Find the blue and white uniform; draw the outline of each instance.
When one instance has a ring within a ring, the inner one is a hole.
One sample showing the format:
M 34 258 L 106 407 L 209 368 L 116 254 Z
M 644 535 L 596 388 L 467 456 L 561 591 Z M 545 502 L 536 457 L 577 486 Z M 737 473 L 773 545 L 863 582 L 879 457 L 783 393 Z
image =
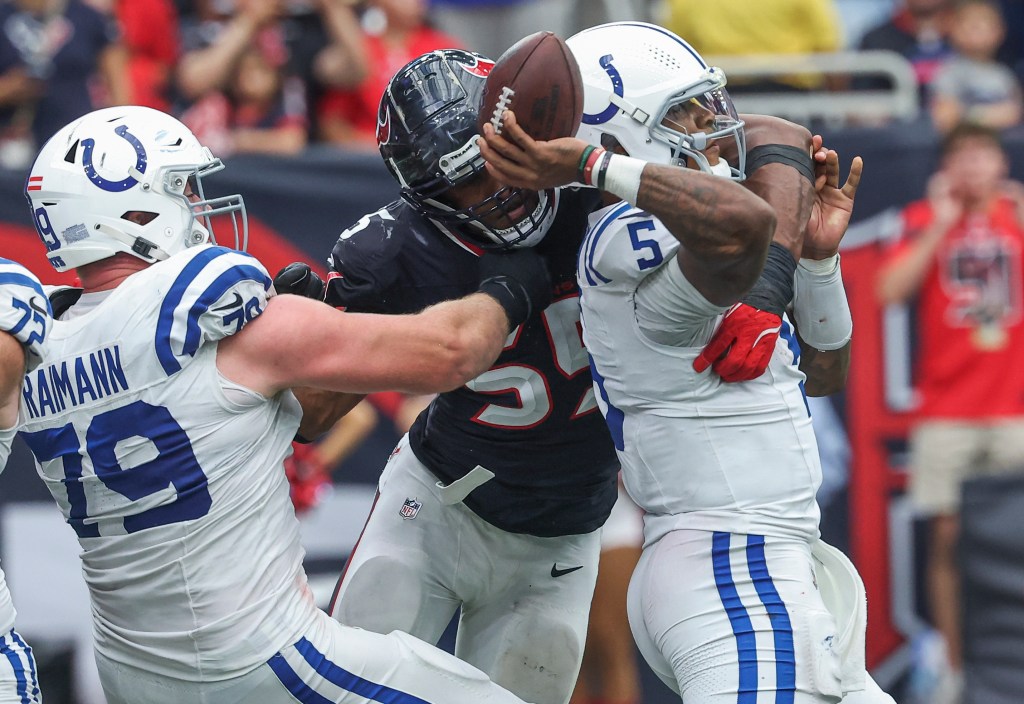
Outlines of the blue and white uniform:
M 35 369 L 45 356 L 52 323 L 50 301 L 39 280 L 20 264 L 0 257 L 0 333 L 13 336 L 24 347 L 26 371 Z M 16 430 L 17 424 L 0 428 L 0 470 L 7 465 Z M 7 580 L 0 571 L 0 702 L 39 702 L 35 659 L 14 630 L 15 616 Z
M 188 249 L 84 294 L 26 377 L 22 434 L 82 547 L 108 700 L 517 702 L 316 608 L 282 469 L 301 409 L 216 365 L 270 286 L 246 254 Z
M 688 704 L 863 690 L 863 623 L 859 638 L 841 638 L 815 581 L 817 553 L 848 562 L 818 540 L 821 467 L 788 321 L 758 379 L 698 374 L 726 309 L 686 280 L 678 240 L 628 203 L 590 224 L 577 271 L 584 343 L 626 489 L 645 512 L 629 591 L 641 652 Z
▬▬▬▬▬▬
Task: Copy all of the material word for word, and include none of its pictures.

Your solution:
Find the blue and white uniform; draw the outline of each instance.
When one instance has a ring within a ring, the inner one is a hole.
One sample showing the format:
M 34 258 L 106 407 L 209 368 L 116 254 Z
M 644 535 L 596 388 L 467 456 L 561 591 Z M 545 502 L 536 457 L 577 486 Z M 737 473 L 773 545 L 863 582 L 879 457 L 783 393 Z
image =
Outlines of the blue and white uniform:
M 35 369 L 45 356 L 52 323 L 50 301 L 39 280 L 20 264 L 0 257 L 0 333 L 13 336 L 24 347 L 26 371 Z M 16 430 L 17 424 L 0 428 L 0 470 L 7 465 Z M 7 580 L 0 571 L 0 702 L 39 702 L 35 659 L 14 630 L 15 616 Z
M 188 249 L 84 294 L 26 377 L 22 434 L 82 547 L 108 700 L 517 702 L 316 608 L 282 469 L 301 409 L 216 365 L 270 286 L 246 254 Z
M 688 704 L 863 690 L 863 623 L 859 638 L 841 638 L 815 581 L 817 553 L 848 562 L 818 540 L 821 467 L 788 321 L 758 379 L 698 374 L 726 309 L 686 280 L 678 240 L 628 203 L 590 224 L 577 271 L 584 343 L 626 489 L 645 512 L 629 591 L 641 652 Z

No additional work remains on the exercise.